TASK INPUT:

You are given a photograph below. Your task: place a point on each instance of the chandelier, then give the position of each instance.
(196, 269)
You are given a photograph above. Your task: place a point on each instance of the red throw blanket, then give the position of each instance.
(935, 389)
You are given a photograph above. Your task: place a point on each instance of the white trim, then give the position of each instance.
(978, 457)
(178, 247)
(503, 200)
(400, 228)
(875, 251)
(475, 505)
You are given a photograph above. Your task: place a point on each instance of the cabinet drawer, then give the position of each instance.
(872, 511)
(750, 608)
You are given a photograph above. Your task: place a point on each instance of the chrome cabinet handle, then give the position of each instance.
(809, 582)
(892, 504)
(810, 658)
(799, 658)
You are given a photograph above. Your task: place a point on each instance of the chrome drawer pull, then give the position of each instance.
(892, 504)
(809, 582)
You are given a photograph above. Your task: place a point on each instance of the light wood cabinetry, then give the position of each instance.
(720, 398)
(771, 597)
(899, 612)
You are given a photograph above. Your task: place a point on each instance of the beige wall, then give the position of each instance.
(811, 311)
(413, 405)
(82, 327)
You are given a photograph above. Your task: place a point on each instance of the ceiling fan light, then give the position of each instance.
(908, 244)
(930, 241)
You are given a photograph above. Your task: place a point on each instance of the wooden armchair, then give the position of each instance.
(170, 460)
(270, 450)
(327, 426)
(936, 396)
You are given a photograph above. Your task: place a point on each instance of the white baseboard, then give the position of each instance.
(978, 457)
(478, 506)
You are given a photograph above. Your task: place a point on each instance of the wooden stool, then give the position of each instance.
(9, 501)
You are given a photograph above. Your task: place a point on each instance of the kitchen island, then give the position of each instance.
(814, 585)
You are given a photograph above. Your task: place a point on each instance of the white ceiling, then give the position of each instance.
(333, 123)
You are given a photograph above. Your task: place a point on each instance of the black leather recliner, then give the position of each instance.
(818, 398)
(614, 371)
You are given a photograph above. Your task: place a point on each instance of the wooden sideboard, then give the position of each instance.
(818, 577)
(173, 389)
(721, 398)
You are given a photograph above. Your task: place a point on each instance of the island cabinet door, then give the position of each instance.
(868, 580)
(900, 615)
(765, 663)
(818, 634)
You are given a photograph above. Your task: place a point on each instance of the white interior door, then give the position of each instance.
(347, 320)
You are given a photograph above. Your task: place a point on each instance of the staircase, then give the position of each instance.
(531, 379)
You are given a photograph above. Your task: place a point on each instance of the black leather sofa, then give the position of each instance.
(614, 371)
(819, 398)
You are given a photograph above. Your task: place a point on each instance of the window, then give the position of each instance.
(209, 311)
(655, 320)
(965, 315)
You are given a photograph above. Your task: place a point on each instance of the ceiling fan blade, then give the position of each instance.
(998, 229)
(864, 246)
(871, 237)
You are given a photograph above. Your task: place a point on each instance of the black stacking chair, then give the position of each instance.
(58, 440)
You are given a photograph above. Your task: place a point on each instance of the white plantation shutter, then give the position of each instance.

SHORT EXERCISE: Reproduce the records above exactly.

THE COMPLETED TASK:
You are given a photograph below. Your task: place a point on each instance of the chandelier, then give the position of each instance.
(196, 269)
You are given a photograph above. Your task: place a point on each instance of the red throw blanket, then give the position of each instance.
(935, 389)
You are given a photograph above. Your task: place a point on each instance of the white trim, then give the position of each instance.
(978, 457)
(178, 247)
(503, 200)
(400, 228)
(875, 251)
(475, 505)
You are given a photograph above. Your task: place a point on each instance of the cabinet drawer, then give the position of each instance.
(872, 511)
(750, 608)
You are given a photograph above. Your task: place a point on each instance of the chrome cabinet handle, then give the position of each instance.
(809, 582)
(892, 504)
(810, 658)
(799, 658)
You are given a photograph above. Your task: place a point on each instance of the chrome drawer pull, then give the position of each instance.
(892, 504)
(809, 582)
You are given a photograph above. Your task: place a point on each instance of the light wood cabinetry, then give the position of each instance.
(720, 398)
(771, 597)
(899, 612)
You are given a photograph above. Your task: place a point on each instance of the beige wall, then give the position of each instance.
(811, 311)
(413, 405)
(82, 327)
You are given a photograph above. Your task: place a point on each instance of the ceiling fan light, then give the position of each instance.
(908, 244)
(930, 241)
You are given a photograph above. Your task: place a point on each instance of the wooden armchair, then give the position of each instance.
(170, 460)
(270, 450)
(327, 426)
(936, 396)
You are given a photograph above. Your task: place a point on each instance of the white baseboard, then give the position of each instance.
(978, 457)
(478, 506)
You are given a photograph above. Your task: place a point on each instance of the wooden stool, then give the position of each instance.
(9, 501)
You are given a photograph above. Your task: place a point on each instance of the kitchen island, then give the position of each instance.
(814, 585)
You are given a photograph above. Your task: place a point on each instance of the white ceiling, then give the position of each instance.
(333, 123)
You are given a photograph above. Your task: place a point on each instance of the black leather recliner, then give the position of each instance.
(818, 398)
(614, 371)
You are given a photograph above. Your task: place a point on each instance of the wooden sideboard, then give the position of each instance.
(818, 577)
(173, 389)
(721, 398)
You are given a photograph above. Your task: place a point on each instance of the island cabinet door, then give the position of each instance.
(868, 580)
(900, 615)
(765, 663)
(818, 634)
You are given a photograph above. Your task: place a point on each instance of the white interior door, then give the position of each instance.
(347, 320)
You are given a photograph above. Your task: place a point on each instance of the staircase, then give the position of each instance.
(531, 379)
You are given a photograph above. Your task: place a point on each instance of the black leather sofa, then give the position of each instance.
(614, 371)
(819, 398)
You are given a photograph above. Your task: place a point on each instance of the window, then give the position of each instance.
(209, 311)
(655, 320)
(965, 315)
You are given a photograph above. Your task: place a point on each instance of the ceiling fan blade, then give the position of each instance.
(998, 229)
(864, 246)
(871, 237)
You are given a photograph above. Your task: place a point on each instance of the black stacking chair, then give the position of each instance.
(58, 440)
You are given a photograph above. Your task: place a point on each instance of the white plantation shutter, then give the position of each instance.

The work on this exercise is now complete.